Parkinson's disease (PD) is an example for a complex field of research, which is driven by the multifactorial etiology, the heterogeneity in phenotype and the variability in disease progression, as well as the presence of a long pre-diagnostic period, called prodromal PD, lasting up to decades (Postuma et al., 2010). The very slow, so far inevitably progressive, neurodegenerative process and the multidimensional heterogeneity of symptoms in kind (motor and non-motor), time of onset and speed of progression call for prediction markers and progression markers to understand the onset of neurodegeneration and its course. These markers would also help to establish endpoints for neuroprotective treatment strategies aiming to modify disease progression. Because of the complexity, heterogeneity, and the progressive nature of PD, such predictive and progression markers can only be identified in large cohorts and in studies with a longitudinal design. A considerable number of longitudinal cohort studies in PD patients, as well as in individuals at risk, are currently being performed, and extensive effort has gone into the characterization of the individuals assessed. Although each study has its own value and merits, many important research questions cannot be answered as the numbers of participants are too small (e.g., when studying conversion to PD in at-risk populations). Moreover, the pivotal combination of data and findings across studies is hampered by the lack of comparability of symptoms/factors that are being assessed and the specific assessments that are being applied. Therefore, a common approach is needed to enable harmonization and combination of data across studies to define and validate predictive and progression markers.
Based on the need for harmonized assessments of symptoms/markers in PD, the working group: Harmonization of biomarker assessment in longitudinal cohort studies in Parkinson's Disease (BioLoC-PD) of the Joint Programme for Neurodegenerative Diseases (JPND), set out to develop an assessment battery that includes the most useful clinical, laboratory, and brain imaging assessments for (longitudinal) studies in PD.
We here describe the result of the process to find a way to harmonize assessments across studies and propose a modular set of biomarker assessments agreed upon by the group of experts who were included in the working group (all authors of this manuscript).

# The problem
Set down everything in the Parkinson's disease text from "Based on the" down to "of this manuscript).", word for word.

# Data under study

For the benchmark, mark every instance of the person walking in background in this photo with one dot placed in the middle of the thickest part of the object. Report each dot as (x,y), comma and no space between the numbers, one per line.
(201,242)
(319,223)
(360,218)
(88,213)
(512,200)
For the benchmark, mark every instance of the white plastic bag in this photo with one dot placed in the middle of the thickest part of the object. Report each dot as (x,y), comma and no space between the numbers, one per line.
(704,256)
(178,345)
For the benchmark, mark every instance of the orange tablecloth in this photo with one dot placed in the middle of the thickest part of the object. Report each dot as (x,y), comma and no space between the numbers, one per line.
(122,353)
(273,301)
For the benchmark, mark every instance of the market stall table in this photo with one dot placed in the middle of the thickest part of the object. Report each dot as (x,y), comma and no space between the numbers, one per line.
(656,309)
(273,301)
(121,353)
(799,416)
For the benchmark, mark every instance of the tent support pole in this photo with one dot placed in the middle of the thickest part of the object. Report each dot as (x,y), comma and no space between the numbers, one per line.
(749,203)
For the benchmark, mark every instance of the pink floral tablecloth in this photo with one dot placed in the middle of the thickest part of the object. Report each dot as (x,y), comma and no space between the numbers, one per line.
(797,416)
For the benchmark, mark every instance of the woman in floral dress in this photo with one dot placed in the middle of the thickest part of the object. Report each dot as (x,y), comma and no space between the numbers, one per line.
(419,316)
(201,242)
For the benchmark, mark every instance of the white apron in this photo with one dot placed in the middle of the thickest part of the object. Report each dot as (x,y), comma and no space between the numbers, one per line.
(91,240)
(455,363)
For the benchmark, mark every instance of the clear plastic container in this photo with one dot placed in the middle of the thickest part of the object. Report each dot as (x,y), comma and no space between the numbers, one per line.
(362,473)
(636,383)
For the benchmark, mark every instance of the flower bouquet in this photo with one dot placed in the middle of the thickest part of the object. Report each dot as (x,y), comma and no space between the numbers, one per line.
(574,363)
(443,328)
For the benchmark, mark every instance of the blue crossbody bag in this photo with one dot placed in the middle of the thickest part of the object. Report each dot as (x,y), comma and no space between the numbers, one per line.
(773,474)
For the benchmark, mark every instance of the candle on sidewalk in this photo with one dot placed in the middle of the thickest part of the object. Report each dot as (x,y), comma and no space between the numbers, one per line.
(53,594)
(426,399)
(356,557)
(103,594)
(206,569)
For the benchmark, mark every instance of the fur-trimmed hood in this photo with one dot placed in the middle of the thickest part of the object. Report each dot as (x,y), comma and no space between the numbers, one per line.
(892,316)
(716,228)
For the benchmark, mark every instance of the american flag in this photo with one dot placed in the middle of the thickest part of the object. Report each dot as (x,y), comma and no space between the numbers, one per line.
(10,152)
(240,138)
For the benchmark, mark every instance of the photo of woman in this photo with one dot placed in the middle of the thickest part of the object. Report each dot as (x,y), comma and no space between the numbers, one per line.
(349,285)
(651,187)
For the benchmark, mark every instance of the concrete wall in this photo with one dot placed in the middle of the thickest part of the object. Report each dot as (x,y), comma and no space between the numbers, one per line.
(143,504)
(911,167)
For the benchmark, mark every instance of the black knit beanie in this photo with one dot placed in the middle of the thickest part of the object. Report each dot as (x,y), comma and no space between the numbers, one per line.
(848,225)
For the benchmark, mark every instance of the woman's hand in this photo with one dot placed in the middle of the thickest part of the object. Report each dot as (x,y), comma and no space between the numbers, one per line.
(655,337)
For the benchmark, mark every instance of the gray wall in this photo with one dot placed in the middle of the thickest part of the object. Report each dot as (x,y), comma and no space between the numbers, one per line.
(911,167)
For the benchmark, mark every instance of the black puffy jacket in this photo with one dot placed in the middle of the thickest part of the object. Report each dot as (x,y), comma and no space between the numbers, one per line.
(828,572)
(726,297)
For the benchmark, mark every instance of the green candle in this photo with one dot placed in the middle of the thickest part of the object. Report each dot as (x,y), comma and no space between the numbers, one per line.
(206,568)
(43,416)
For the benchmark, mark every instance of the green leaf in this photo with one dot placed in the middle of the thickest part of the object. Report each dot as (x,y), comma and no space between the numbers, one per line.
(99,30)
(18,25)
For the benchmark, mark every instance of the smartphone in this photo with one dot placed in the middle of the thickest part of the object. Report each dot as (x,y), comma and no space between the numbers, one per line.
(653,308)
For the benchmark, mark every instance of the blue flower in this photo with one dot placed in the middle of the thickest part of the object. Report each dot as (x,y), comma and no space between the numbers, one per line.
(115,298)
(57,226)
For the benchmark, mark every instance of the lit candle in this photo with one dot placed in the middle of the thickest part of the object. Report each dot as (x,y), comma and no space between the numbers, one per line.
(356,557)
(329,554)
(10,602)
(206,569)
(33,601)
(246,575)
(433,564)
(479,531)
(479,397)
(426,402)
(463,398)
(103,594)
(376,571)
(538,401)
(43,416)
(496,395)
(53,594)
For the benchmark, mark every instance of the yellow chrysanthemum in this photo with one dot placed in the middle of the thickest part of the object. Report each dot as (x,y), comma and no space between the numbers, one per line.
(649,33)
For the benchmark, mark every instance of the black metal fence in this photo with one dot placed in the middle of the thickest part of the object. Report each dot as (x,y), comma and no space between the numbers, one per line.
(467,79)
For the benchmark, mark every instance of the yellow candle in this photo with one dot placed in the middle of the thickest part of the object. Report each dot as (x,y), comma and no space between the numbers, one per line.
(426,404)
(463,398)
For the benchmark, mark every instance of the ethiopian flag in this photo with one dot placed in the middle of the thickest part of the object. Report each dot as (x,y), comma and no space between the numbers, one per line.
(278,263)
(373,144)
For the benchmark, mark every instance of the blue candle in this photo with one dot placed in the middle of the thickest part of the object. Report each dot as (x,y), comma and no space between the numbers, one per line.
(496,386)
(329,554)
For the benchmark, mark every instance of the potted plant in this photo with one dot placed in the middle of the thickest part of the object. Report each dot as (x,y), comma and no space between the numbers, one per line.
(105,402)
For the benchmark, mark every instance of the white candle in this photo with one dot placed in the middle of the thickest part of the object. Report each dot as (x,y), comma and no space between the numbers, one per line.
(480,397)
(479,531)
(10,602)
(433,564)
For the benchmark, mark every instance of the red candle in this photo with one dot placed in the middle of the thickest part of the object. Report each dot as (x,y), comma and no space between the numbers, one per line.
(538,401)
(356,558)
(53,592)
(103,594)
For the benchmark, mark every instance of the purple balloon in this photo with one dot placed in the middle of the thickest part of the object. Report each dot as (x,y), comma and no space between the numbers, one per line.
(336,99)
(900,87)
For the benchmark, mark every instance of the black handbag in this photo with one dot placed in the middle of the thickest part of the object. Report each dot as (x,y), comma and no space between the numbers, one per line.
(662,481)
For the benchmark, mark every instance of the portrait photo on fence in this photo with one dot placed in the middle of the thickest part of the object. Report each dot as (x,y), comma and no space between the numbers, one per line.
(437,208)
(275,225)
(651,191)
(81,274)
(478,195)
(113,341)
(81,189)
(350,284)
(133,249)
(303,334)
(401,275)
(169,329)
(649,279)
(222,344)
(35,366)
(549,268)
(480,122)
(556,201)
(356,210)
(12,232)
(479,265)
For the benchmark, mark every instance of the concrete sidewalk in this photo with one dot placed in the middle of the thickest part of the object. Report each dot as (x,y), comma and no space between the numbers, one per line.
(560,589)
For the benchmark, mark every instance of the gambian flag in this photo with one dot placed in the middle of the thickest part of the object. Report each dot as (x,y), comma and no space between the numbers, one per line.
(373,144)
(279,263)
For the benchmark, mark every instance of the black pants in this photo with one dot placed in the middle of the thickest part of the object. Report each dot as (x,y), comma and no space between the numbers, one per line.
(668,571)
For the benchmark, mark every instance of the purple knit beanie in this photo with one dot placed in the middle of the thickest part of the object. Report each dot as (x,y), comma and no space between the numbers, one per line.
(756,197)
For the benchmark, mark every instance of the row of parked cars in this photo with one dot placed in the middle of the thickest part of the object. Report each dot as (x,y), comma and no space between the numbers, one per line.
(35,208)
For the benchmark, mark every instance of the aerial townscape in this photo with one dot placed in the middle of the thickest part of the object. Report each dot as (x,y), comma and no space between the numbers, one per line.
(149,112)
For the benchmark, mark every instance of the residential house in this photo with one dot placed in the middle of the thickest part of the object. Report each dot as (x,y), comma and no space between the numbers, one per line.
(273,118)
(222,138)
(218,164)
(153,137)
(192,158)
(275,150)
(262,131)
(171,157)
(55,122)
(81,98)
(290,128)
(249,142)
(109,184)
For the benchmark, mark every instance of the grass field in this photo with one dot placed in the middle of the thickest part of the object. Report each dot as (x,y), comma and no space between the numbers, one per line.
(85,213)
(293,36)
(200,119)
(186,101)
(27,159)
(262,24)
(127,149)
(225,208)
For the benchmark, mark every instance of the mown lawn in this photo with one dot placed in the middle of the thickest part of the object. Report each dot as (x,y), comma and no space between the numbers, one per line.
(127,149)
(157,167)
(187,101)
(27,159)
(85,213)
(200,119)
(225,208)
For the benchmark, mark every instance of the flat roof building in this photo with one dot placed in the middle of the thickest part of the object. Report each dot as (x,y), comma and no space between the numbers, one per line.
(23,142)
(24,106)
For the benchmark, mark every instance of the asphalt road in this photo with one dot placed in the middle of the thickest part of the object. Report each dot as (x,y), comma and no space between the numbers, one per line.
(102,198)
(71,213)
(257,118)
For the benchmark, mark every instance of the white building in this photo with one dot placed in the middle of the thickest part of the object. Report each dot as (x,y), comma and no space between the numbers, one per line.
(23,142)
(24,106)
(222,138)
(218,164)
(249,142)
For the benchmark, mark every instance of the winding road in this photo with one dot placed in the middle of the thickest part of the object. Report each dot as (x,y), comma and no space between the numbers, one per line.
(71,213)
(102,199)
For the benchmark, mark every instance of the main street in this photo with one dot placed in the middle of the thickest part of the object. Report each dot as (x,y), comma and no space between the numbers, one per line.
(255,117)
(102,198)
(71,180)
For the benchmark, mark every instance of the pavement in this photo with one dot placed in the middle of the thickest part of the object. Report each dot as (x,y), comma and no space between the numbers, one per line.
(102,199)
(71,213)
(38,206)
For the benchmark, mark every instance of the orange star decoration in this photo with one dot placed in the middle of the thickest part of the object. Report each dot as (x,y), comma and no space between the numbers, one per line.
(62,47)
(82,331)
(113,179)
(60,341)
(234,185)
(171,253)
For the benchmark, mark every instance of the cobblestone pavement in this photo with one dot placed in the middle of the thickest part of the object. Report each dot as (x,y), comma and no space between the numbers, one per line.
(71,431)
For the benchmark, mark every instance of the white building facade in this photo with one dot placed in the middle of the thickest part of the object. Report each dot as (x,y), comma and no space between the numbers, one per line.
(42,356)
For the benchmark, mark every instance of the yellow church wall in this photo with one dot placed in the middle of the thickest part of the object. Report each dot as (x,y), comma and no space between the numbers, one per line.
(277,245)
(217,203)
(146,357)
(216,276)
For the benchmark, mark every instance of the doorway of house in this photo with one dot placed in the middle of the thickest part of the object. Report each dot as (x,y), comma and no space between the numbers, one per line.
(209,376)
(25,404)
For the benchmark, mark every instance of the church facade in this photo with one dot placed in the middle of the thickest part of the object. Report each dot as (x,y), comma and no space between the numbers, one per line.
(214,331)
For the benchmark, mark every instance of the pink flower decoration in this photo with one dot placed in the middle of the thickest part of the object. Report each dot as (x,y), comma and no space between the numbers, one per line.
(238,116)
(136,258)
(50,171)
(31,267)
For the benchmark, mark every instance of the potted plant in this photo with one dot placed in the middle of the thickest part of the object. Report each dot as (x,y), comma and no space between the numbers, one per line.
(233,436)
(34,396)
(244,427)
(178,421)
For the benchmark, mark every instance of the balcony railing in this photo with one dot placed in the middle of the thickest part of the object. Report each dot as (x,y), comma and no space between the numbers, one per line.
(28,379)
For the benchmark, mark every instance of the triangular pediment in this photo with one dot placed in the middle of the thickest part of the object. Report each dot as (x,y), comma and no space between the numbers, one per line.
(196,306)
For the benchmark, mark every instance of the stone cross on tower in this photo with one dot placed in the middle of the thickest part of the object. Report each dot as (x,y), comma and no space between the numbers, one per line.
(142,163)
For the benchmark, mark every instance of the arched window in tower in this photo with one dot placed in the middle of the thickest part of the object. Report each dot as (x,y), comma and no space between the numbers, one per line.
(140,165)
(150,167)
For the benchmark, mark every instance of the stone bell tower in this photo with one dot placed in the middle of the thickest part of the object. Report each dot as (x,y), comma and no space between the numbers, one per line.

# Solution for this exercise
Based on the need for harmonized assessments of symptoms/markers in PD, the working group: Harmonization of biomarker assessment in longitudinal cohort studies in Parkinson's Disease (BioLoC-PD) of the Joint Programme for Neurodegenerative Diseases (JPND), set out to develop an assessment battery that includes the most useful clinical, laboratory, and brain imaging assessments for (longitudinal) studies in PD.
We here describe the result of the process to find a way to harmonize assessments across studies and propose a modular set of biomarker assessments agreed upon by the group of experts who were included in the working group (all authors of this manuscript).